Exercise task: Switch every "instance" in the entries below to "object", and keep all other text in these lines the same.

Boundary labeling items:
+ + +

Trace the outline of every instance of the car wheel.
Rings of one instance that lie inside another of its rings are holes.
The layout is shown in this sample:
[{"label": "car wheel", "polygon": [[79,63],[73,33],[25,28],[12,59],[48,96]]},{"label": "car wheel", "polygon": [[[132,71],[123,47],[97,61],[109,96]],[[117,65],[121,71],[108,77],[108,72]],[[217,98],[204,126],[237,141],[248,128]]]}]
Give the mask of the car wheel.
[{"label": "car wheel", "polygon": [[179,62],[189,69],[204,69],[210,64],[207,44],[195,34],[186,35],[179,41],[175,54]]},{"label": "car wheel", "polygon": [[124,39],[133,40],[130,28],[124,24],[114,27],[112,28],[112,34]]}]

+ + +

Solution to this task:
Trace the outline of every object of the car wheel.
Rings of one object that lie inside another of its rings are holes.
The layout is shown in this sample:
[{"label": "car wheel", "polygon": [[79,63],[73,33],[25,28],[12,59],[48,96]]},{"label": "car wheel", "polygon": [[[132,71],[123,47],[97,61],[109,96]],[[117,65],[121,71],[108,77],[108,72]],[[217,98],[204,126],[237,141],[248,128]]]}]
Give the mask of the car wheel.
[{"label": "car wheel", "polygon": [[179,62],[189,69],[204,69],[210,64],[207,44],[195,34],[186,35],[179,41],[175,54]]},{"label": "car wheel", "polygon": [[124,39],[133,40],[130,28],[124,24],[114,27],[112,28],[112,34]]}]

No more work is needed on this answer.